**Source extract**

Posts Tagged ‘Scott Simmons

07
Jun
10

fcp canon eos plugin vs. compressor vs. mb grinder

From where I stand, there are three methods to get your 5dmarkii h264 footage transcoded to ProRes for editing in FCP.  I’ll just say up fron that if the only update Apple makes for FCP 7 is native playback of h264 files then all the attention Adobe Premiere and Avid Media Craposer are getting would be immediately rendered moot.  But I digress.

Click on the above image for an explanation or click here to download.  The EOS plugin enables FCP to recognize a compact flash card with 5dmarkii footage as a mountable volume that shows up in the Log & Transfer window.  From there, you can transcode your native footage to the ProRes flavor of your choice.

**Direction a**
In the post about transcoding footage for FCP, rewrite the passage from "Posts Tagged ‘Scott" to "of your choice.", substituting "DNxHD" for "ProRes" wherever it occurs.

Records of labeled boxes
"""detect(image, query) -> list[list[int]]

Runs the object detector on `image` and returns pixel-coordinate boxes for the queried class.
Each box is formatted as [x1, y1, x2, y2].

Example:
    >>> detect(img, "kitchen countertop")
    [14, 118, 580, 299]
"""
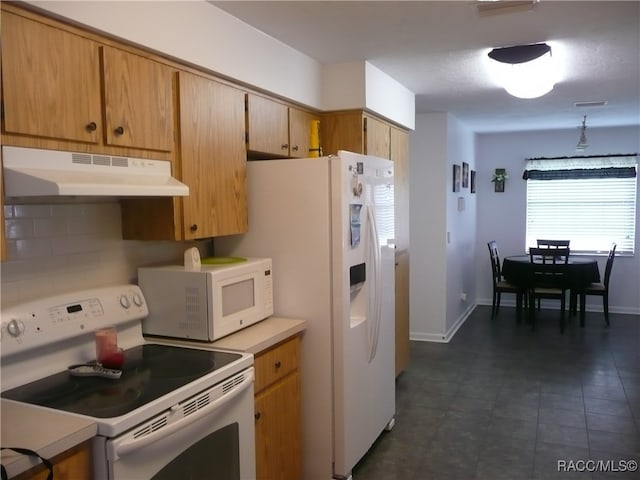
[0, 317, 307, 477]
[0, 399, 98, 478]
[147, 317, 307, 355]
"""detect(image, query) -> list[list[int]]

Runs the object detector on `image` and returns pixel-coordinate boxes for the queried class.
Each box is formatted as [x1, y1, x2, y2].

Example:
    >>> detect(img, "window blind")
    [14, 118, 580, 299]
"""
[526, 172, 637, 254]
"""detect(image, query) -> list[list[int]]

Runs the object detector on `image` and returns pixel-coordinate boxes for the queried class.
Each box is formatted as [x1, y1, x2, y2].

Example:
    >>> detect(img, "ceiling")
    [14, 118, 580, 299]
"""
[211, 0, 640, 132]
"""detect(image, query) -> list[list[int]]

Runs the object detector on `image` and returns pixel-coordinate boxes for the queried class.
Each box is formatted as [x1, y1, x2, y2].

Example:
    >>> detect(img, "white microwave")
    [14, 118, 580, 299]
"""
[138, 258, 273, 342]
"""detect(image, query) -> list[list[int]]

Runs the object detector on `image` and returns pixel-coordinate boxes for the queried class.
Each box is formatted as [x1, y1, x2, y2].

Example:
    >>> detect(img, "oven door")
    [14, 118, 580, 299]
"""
[94, 368, 256, 480]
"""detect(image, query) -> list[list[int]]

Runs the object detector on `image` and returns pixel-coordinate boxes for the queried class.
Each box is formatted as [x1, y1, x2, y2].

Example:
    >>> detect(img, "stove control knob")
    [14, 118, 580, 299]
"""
[133, 293, 144, 307]
[120, 295, 131, 308]
[7, 318, 24, 337]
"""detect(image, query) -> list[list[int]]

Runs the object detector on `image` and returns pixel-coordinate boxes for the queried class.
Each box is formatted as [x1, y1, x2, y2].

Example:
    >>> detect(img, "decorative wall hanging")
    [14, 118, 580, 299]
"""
[491, 168, 509, 192]
[453, 165, 462, 192]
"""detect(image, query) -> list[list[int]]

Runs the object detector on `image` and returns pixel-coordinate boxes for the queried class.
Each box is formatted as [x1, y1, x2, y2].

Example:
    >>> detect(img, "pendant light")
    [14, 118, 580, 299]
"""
[576, 115, 589, 152]
[489, 43, 555, 98]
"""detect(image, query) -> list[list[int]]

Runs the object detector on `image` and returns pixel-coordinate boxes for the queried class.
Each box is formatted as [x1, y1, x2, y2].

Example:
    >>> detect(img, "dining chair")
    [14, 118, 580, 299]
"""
[487, 240, 526, 318]
[528, 247, 569, 333]
[536, 238, 571, 248]
[571, 242, 618, 327]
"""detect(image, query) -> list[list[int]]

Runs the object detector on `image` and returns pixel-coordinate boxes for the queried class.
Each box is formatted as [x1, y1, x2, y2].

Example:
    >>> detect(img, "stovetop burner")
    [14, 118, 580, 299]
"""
[2, 344, 242, 418]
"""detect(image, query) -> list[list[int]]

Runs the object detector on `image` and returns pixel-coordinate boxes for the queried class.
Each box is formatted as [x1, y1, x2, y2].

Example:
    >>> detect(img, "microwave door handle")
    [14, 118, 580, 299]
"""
[114, 368, 254, 458]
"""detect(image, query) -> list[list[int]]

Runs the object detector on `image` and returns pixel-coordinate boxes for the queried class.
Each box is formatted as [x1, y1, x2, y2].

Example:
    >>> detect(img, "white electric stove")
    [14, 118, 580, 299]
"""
[0, 285, 255, 480]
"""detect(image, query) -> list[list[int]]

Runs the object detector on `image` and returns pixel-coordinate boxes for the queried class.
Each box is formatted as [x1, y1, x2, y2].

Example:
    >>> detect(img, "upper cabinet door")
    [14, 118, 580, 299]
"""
[178, 72, 248, 239]
[364, 117, 391, 158]
[102, 46, 174, 152]
[247, 93, 289, 157]
[289, 108, 320, 158]
[2, 11, 102, 143]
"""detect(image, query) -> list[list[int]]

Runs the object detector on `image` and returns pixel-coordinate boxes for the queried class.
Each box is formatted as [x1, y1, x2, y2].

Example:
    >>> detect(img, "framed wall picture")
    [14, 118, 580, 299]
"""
[462, 162, 469, 188]
[453, 164, 462, 192]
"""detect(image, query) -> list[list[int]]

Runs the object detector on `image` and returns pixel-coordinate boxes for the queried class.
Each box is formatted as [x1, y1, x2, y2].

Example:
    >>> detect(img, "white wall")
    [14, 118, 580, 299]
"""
[446, 116, 477, 338]
[476, 126, 640, 314]
[410, 113, 476, 341]
[0, 202, 209, 308]
[28, 0, 415, 129]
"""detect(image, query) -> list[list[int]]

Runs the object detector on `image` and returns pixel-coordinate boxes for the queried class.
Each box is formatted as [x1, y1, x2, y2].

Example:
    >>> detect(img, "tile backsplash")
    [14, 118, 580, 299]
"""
[0, 201, 207, 306]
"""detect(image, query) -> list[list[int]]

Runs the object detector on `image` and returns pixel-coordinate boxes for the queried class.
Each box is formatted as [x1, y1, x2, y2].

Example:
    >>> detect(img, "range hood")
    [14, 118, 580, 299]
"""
[2, 146, 189, 197]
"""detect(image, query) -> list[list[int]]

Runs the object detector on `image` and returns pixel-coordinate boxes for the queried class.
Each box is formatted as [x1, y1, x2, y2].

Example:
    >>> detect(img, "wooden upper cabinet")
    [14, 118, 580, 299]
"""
[247, 93, 320, 158]
[2, 8, 174, 156]
[102, 46, 174, 152]
[247, 93, 289, 157]
[178, 72, 248, 239]
[289, 107, 320, 158]
[363, 116, 391, 158]
[320, 110, 391, 158]
[2, 11, 102, 143]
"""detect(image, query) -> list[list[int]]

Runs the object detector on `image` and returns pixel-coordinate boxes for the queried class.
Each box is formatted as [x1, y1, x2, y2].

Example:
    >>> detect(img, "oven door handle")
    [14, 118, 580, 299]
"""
[114, 368, 254, 458]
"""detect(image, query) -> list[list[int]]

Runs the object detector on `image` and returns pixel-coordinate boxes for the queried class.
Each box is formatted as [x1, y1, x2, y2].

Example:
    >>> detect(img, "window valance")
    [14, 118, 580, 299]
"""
[522, 153, 638, 180]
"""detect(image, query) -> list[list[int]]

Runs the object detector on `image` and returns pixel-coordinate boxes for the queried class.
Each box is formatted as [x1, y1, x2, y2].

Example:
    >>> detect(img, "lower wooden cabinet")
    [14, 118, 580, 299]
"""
[254, 335, 302, 480]
[14, 441, 92, 480]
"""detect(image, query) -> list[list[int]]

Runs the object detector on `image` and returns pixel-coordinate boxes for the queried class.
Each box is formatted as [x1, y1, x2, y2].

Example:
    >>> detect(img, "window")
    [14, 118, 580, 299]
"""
[524, 155, 637, 254]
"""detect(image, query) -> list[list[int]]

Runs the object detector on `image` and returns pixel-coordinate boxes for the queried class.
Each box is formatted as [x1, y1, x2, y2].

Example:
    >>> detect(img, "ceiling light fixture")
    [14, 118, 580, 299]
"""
[489, 43, 555, 98]
[576, 115, 589, 152]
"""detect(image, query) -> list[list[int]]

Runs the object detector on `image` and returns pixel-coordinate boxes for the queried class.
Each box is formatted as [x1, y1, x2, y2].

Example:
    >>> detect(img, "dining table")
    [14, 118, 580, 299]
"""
[502, 254, 600, 327]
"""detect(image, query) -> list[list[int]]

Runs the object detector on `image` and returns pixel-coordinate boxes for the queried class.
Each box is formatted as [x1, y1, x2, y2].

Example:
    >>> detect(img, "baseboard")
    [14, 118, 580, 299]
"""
[476, 298, 640, 315]
[409, 303, 476, 343]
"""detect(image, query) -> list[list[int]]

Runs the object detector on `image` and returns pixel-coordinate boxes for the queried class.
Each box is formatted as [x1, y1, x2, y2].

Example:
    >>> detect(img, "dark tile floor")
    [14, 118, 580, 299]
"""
[353, 306, 640, 480]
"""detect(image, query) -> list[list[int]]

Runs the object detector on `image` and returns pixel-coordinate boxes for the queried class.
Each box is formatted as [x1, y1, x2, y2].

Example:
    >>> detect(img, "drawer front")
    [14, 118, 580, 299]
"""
[254, 335, 300, 393]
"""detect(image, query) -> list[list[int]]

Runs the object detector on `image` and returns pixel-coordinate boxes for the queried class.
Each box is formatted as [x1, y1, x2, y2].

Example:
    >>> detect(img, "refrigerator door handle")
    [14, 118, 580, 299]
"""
[367, 203, 382, 363]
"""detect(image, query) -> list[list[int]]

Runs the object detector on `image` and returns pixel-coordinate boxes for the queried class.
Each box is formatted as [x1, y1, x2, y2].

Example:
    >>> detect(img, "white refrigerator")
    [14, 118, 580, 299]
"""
[214, 151, 395, 480]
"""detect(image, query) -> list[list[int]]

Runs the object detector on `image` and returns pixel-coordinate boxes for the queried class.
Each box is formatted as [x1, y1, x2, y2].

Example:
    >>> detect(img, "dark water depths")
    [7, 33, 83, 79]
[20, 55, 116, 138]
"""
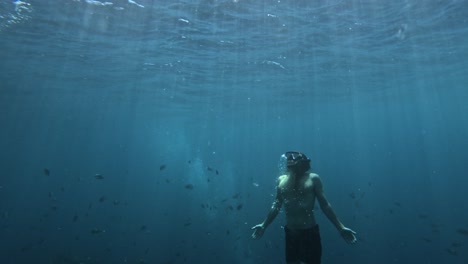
[0, 0, 468, 264]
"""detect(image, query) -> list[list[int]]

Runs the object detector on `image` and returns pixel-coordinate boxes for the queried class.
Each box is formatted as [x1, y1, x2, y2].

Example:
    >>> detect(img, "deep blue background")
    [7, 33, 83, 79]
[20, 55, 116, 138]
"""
[0, 0, 468, 264]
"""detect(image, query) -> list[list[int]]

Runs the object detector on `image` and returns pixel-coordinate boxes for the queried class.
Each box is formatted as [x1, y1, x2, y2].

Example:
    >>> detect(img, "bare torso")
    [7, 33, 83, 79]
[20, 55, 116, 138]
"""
[278, 173, 316, 229]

**Direction b**
Retype the records from their first line to the line with "[147, 317, 307, 355]", including both of those lines, and leave the pictures out.

**Correct output a**
Posts Tagged ‘Scott Simmons

07
Jun
10

fcp canon eos plugin vs. compressor vs. mb grinder

From where I stand, there are three methods to get your 5dmarkii h264 footage transcoded to DNxHD for editing in FCP.  I’ll just say up fron that if the only update Apple makes for FCP 7 is native playback of h264 files then all the attention Adobe Premiere and Avid Media Craposer are getting would be immediately rendered moot.  But I digress.

Click on the above image for an explanation or click here to download.  The EOS plugin enables FCP to recognize a compact flash card with 5dmarkii footage as a mountable volume that shows up in the Log & Transfer window.  From there, you can transcode your native footage to the DNxHD flavor of your choice.

**Correct output b**
"""detect(image, query) -> list[list[int]]

Runs the object detector on `image` and returns pixel-coordinate boxes for the queried class.
Each box is formatted as [x1, y1, x2, y2].

Example:
    >>> detect(img, "kitchen countertop")
    [14, 118, 580, 299]
"""
[0, 317, 307, 477]
[0, 399, 98, 478]
[147, 317, 307, 355]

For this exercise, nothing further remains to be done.